Copy out the items again, character for character, covering the stretch from the line that contains "query (the noun phrase to segment): bush" through the line that contains "Return the outline of every instance of the bush", and nothing beyond it.

# start of DATA EXTRACT

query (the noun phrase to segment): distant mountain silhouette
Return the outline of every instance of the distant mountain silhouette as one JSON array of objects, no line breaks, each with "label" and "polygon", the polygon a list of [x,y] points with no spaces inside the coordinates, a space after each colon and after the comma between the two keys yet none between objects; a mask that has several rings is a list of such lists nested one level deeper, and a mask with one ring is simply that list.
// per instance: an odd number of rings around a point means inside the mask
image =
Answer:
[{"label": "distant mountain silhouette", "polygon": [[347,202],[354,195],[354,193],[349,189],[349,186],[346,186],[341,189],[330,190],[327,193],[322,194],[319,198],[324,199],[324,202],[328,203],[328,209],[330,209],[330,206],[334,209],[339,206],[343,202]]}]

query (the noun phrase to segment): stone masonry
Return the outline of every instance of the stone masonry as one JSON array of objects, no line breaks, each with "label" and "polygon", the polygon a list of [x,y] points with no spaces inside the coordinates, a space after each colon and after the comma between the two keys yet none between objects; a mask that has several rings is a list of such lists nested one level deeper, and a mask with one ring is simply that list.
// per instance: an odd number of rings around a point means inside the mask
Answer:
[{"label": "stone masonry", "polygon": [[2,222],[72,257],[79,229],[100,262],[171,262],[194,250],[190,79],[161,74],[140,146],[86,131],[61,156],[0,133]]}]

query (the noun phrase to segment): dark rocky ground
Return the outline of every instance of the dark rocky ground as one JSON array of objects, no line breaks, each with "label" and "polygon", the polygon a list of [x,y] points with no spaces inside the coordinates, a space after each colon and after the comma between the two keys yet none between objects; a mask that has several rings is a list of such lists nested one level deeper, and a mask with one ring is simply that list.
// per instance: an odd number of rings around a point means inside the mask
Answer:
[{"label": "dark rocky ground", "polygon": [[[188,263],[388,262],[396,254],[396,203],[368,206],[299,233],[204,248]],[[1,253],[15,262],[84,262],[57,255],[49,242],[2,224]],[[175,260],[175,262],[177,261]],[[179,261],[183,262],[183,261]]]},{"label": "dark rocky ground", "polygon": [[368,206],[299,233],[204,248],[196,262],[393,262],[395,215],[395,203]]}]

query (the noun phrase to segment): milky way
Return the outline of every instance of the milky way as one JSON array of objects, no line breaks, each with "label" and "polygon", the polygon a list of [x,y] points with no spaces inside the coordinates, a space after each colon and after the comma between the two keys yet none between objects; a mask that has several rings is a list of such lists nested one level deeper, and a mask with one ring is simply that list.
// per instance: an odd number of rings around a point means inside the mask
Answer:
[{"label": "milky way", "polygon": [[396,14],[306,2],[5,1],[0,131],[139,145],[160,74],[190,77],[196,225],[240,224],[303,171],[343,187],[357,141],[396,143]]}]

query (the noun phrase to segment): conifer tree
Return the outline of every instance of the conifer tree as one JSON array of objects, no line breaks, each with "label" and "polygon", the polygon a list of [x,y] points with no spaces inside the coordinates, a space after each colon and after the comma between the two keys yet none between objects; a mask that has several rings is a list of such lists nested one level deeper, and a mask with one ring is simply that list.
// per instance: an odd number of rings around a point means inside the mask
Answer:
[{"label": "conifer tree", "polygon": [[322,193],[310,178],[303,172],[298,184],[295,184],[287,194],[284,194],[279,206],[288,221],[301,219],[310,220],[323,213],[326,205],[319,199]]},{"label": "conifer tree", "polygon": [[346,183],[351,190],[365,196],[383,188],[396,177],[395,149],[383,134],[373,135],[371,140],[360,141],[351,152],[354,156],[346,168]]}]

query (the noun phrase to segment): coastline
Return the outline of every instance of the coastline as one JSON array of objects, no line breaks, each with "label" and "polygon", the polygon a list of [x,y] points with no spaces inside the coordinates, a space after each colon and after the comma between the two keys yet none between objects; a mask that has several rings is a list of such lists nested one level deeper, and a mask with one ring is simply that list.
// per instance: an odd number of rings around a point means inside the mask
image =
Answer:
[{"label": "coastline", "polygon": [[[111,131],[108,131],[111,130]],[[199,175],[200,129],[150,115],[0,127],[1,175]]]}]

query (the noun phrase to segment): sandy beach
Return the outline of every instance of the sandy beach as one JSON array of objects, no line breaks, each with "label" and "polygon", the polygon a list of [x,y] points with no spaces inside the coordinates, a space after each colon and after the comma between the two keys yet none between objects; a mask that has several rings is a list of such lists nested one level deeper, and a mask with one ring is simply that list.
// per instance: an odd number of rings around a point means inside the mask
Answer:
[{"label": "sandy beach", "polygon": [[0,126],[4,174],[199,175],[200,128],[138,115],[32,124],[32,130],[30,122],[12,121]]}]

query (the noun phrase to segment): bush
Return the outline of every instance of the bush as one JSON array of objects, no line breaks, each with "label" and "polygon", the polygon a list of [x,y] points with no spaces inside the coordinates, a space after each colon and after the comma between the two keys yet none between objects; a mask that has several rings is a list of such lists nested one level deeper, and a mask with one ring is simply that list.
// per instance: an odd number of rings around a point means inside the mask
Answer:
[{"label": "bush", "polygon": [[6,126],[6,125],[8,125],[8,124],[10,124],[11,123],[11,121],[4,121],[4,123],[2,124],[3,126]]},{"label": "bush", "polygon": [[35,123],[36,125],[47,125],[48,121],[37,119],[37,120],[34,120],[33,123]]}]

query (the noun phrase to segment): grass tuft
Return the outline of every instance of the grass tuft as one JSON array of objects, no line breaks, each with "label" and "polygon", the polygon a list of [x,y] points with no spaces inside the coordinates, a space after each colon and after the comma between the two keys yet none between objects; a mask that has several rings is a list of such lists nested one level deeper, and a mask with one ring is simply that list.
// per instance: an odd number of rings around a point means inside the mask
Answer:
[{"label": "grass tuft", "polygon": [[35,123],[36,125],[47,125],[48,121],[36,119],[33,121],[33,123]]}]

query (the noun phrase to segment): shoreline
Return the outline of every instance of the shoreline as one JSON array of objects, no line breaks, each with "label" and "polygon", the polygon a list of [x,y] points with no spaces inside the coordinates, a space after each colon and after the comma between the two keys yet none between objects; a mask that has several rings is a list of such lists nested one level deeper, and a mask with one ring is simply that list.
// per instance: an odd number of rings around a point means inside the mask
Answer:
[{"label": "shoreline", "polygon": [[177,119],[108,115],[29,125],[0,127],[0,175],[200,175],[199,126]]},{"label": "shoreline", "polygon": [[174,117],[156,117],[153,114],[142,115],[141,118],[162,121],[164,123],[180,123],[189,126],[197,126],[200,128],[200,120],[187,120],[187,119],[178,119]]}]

# end of DATA EXTRACT

**EXPECTED ANSWER:**
query (the noun phrase to segment): bush
Return the outline of every instance of the bush as one JSON array of objects, no line breaks, each with "label" and "polygon", the polygon a list of [x,y] points with no spaces inside the coordinates, a space after each colon and after the comma between the two keys yet none between objects; a mask that has several rings is a list of such lists nested one level deeper, and a mask with one ring is simply that list.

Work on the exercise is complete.